**** Listed records

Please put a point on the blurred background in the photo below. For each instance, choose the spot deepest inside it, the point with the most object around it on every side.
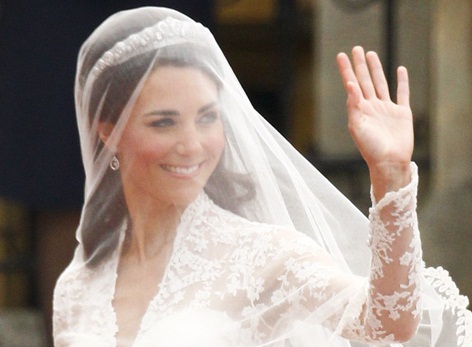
(284, 53)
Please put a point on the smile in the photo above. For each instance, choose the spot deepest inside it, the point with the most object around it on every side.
(181, 170)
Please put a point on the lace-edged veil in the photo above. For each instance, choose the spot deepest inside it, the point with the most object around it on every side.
(260, 176)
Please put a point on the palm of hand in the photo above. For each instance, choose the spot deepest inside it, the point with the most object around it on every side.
(381, 129)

********

_Action item_
With the line that contains "Please put a point on the smile" as the starting point, output each line exactly through the end of the listing above.

_Exercise answer_
Please put a point on the smile in the photo above. For each instance, choose the spot deepest inside it, the point with the most object around it on every side.
(181, 170)
Please put a point on the lace-edged veil in the photo above. For each instance, choose the spot deepest inside it, the point with the most object around it on every side.
(260, 176)
Please put a point on the palm of hand in the photo above. For each instance, choose the spot deepest inside it, the point with the most object around it on every side.
(381, 129)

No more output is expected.